_Provided data_
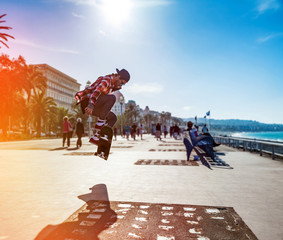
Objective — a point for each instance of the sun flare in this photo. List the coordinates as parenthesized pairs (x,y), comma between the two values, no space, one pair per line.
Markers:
(116,12)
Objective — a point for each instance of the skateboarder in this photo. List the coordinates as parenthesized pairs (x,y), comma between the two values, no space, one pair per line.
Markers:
(97,100)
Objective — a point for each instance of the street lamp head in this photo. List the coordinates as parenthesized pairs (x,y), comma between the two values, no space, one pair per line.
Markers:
(121,99)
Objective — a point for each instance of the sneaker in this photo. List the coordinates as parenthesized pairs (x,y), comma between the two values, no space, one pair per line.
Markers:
(94,140)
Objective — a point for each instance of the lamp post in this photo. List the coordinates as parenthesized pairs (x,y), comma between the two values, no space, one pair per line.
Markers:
(89,120)
(121,100)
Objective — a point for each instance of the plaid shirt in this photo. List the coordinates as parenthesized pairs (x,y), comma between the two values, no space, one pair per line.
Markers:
(102,85)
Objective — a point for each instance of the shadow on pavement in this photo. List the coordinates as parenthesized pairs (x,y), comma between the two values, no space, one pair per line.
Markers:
(71,149)
(56,149)
(87,222)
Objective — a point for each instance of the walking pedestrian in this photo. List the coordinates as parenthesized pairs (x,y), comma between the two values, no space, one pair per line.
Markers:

_Instructions for the task_
Reproduce every line of the listing from the line containing "Objective — a point for each instance of the lamp" down to the end of the listing, with both ends included, and offset each coordinate value by adding 136 to it. Keep all other text unchanged.

_Response to the exercise_
Objective — a point for each instance of the lamp post in this photo. List the coordinates as parenthesized pairs (x,y), comma between the two values, no space, one pair per line.
Markers:
(225,256)
(257,236)
Objective — a point for each instance of the plaid shirt in this photo. List the coordinates as parenthesized pairs (x,y), comma between the two values, no space, one pair per line.
Markers:
(238,221)
Objective — a point for each instance of the shadow on pavement in this photo. List the coordinates as parenthesized pairs (x,y), comma between the two values, no space, one pair per line.
Markers:
(207,285)
(192,285)
(223,358)
Objective — a point for each instance of the walking pedestrian in this photo. List the coordinates as parenthesized pairs (x,y), comma between the two values, no space, one pair per line.
Markers:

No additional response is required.